Synthetic.js — An Open Source Programming Language for Genetic Engineering

5 min readDec 27, 2021

Preface

In Genetic Engineering, DNA sequences of ‘A’, ‘C’, ‘G’ and ‘T’ are combined to form a genetic program. This genetic program can then be manufactured chemically and get injected into biological cells. The injected program is then executed by the cell machinery to create new molecules, logic and state.

Sequences can be categorized into different functional components, or different types of genetic LEGO parts (called BioBricks), that can be combined together in accordance to a specific biological syntax.

▶ **DATA SECTION**:
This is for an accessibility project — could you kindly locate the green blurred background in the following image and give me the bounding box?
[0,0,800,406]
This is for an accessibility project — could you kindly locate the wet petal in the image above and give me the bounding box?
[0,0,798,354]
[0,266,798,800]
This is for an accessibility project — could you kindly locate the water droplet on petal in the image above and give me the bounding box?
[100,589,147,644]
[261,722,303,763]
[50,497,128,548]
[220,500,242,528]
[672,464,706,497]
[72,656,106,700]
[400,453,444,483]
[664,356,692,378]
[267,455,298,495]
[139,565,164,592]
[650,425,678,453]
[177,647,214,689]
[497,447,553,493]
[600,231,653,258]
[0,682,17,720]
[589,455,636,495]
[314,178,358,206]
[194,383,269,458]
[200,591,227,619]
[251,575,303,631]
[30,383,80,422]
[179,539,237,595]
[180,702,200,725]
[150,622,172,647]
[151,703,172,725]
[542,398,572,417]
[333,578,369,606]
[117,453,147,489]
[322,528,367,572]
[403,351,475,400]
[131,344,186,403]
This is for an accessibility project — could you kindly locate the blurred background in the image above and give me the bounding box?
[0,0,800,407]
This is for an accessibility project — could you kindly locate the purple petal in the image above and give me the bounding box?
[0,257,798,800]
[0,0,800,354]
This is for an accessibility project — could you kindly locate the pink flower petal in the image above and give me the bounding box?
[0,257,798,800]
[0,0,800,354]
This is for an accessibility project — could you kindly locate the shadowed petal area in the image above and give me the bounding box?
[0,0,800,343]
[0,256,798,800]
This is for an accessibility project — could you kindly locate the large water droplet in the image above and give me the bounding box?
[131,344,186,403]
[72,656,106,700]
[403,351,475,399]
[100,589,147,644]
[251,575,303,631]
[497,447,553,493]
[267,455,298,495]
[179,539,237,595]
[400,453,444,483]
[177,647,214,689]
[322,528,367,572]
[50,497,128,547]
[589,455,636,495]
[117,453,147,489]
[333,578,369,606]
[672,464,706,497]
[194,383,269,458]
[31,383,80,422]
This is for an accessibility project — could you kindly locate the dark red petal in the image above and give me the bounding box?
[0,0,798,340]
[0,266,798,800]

* * *

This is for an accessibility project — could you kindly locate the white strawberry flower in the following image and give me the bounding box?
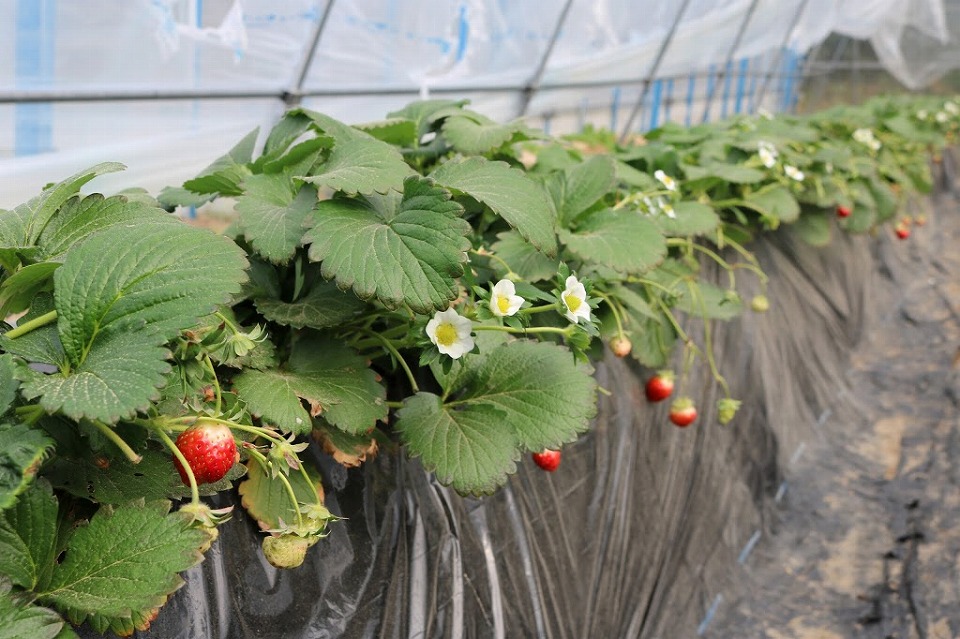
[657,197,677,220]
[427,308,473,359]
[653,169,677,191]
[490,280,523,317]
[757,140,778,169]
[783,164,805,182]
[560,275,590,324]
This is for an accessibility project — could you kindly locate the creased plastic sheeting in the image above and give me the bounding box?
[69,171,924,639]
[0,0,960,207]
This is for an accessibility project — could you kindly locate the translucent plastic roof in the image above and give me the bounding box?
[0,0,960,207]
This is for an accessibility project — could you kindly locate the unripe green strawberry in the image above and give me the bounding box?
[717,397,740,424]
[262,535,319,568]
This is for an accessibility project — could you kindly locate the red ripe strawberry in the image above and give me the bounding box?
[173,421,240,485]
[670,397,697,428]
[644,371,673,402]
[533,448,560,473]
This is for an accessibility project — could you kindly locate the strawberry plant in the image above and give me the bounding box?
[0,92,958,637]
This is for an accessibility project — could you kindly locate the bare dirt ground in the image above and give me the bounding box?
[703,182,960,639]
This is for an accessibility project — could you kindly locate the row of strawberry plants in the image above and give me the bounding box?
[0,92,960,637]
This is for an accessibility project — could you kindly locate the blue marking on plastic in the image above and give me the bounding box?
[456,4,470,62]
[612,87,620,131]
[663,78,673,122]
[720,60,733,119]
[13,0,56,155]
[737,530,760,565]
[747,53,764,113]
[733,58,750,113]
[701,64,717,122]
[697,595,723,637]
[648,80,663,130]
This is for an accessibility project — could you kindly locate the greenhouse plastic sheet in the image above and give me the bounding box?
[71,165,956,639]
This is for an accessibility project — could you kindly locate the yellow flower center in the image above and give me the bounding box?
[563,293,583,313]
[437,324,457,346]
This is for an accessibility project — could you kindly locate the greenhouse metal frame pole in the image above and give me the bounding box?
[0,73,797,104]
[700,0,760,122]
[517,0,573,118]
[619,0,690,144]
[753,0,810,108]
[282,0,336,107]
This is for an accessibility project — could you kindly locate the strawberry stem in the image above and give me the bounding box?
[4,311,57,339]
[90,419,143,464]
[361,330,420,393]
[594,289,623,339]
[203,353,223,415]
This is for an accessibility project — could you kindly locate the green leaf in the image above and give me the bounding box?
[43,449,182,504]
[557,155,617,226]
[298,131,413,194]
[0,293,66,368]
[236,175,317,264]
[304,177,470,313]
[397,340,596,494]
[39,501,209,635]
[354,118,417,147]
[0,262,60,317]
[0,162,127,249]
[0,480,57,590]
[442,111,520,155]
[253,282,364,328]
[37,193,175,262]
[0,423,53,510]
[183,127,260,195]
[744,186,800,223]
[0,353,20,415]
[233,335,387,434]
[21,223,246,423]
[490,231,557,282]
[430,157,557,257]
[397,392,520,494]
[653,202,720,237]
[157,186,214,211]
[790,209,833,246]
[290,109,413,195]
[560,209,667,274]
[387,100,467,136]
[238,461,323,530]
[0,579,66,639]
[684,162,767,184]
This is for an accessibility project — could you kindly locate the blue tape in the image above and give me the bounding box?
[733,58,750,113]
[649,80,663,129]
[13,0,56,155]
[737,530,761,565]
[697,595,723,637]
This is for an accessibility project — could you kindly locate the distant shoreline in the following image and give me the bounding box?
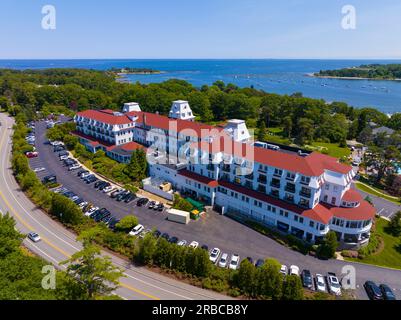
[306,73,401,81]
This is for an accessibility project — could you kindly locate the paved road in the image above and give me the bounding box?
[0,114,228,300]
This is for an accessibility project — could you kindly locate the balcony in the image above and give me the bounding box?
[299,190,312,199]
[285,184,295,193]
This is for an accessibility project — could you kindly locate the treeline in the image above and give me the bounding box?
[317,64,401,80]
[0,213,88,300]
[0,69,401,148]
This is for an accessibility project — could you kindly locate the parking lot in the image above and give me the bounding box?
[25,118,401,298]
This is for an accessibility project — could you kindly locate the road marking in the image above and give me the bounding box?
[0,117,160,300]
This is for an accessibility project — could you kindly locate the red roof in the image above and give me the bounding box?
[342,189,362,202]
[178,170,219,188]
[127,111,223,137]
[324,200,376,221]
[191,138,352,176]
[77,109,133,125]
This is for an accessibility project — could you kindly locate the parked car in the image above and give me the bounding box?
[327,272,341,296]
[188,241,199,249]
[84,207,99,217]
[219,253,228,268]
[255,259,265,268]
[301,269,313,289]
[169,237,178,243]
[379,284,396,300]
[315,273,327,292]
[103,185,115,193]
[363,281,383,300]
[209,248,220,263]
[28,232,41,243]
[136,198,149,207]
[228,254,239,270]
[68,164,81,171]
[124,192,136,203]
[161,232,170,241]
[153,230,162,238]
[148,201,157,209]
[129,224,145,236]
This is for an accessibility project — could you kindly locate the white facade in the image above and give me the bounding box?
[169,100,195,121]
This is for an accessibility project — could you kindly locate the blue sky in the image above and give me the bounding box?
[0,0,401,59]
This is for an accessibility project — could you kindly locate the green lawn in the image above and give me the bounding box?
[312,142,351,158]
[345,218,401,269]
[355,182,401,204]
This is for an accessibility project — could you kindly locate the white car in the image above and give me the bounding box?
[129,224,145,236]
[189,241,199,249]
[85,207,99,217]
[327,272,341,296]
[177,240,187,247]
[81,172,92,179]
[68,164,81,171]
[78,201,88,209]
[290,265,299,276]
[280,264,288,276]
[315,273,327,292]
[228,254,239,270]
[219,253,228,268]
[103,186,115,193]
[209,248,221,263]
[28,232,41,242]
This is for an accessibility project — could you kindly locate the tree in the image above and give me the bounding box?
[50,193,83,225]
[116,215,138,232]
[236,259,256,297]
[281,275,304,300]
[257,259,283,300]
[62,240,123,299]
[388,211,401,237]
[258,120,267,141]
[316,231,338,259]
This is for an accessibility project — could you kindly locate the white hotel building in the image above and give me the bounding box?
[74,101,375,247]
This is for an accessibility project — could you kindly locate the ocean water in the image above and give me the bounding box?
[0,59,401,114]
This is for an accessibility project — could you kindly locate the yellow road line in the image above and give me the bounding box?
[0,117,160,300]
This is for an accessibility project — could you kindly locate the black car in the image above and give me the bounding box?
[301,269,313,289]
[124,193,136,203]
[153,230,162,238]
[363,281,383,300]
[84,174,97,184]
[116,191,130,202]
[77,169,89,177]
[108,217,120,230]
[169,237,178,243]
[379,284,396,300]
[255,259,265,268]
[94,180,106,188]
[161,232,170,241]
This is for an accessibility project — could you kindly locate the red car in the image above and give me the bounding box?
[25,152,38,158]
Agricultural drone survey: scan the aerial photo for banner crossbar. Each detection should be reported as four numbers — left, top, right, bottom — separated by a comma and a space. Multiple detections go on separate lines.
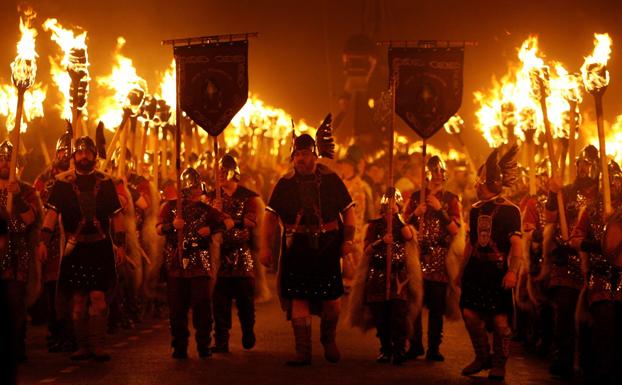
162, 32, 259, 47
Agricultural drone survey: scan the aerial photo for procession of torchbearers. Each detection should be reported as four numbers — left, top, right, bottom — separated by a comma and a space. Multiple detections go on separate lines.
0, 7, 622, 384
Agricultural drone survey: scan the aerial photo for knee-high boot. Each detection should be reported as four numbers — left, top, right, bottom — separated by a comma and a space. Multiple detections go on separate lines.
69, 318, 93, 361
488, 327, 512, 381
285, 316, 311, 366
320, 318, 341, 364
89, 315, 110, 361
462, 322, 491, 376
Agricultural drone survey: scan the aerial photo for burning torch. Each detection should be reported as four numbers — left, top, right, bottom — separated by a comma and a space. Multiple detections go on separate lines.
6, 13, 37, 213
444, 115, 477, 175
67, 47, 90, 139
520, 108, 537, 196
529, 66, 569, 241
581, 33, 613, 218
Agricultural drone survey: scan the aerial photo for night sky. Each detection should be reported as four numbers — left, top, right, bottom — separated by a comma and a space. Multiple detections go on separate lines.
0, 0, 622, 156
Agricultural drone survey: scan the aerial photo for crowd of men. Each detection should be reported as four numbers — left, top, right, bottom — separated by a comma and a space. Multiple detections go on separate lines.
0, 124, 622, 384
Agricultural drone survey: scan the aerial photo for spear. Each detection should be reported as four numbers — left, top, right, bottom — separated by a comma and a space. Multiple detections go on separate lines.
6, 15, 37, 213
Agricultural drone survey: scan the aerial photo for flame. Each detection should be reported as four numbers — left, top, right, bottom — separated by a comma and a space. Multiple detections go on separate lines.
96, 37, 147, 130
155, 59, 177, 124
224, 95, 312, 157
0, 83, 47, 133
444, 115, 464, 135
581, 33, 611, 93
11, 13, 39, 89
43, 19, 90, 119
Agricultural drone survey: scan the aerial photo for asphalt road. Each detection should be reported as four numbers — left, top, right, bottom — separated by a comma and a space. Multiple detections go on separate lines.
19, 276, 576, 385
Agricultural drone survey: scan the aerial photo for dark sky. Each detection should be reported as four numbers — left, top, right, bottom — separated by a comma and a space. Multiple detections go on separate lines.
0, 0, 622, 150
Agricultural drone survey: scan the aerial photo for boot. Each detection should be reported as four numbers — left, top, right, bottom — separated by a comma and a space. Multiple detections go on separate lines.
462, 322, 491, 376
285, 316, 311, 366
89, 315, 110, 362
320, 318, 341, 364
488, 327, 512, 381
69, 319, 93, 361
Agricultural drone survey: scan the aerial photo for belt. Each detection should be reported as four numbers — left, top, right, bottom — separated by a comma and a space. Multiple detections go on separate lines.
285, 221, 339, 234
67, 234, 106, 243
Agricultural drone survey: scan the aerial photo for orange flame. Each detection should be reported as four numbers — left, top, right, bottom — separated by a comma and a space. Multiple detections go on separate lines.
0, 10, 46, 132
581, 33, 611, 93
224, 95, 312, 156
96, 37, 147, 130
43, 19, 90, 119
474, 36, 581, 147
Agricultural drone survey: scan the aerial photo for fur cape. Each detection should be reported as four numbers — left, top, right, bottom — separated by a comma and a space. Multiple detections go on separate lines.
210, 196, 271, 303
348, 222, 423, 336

▶ **STUDY QUESTIONS**:
1 - State whether each statement below agrees with the Synthetic.js article, answering yes or no and quoting the deciding words: (a) a genetic program can be manufactured chemically; (b) the genetic LEGO parts are called BioBricks; (c) the injected program is executed by a computer.
2 - List every letter that the Synthetic.js article names as making up DNA sequences.
3 - Write the passage that follows the last sentence of the Synthetic.js article.

▶ **ANSWERS BELOW**:
1 -
(a) Yes: "This genetic program can then be manufactured chemically and get injected into biological cells."
(b) Yes: "different types of genetic LEGO parts (called BioBricks)"
(c) No: "The injected program is then executed by the cell machinery"

2 - A, C, G, T

3 -
A program to express a green fluorescent protein (GFP), can be created by combining 4 genetic parts:

Promoter
caatacgcaaaccgcctctccccgcgcgttggccgattcattaatgcagctggcacgacaggtttcccgactggaaagcgggcagtgagcgcaacgcaattaatgtgagttagctcactcattaggcaccccaggctttacactttatgcttccggctcgtatgttgtgtggaattgtgagcggataacaatttcacaca
Ribosome Binding Site (RBS)
aaagaggagaaa
Protein Coding Sequence (CDS)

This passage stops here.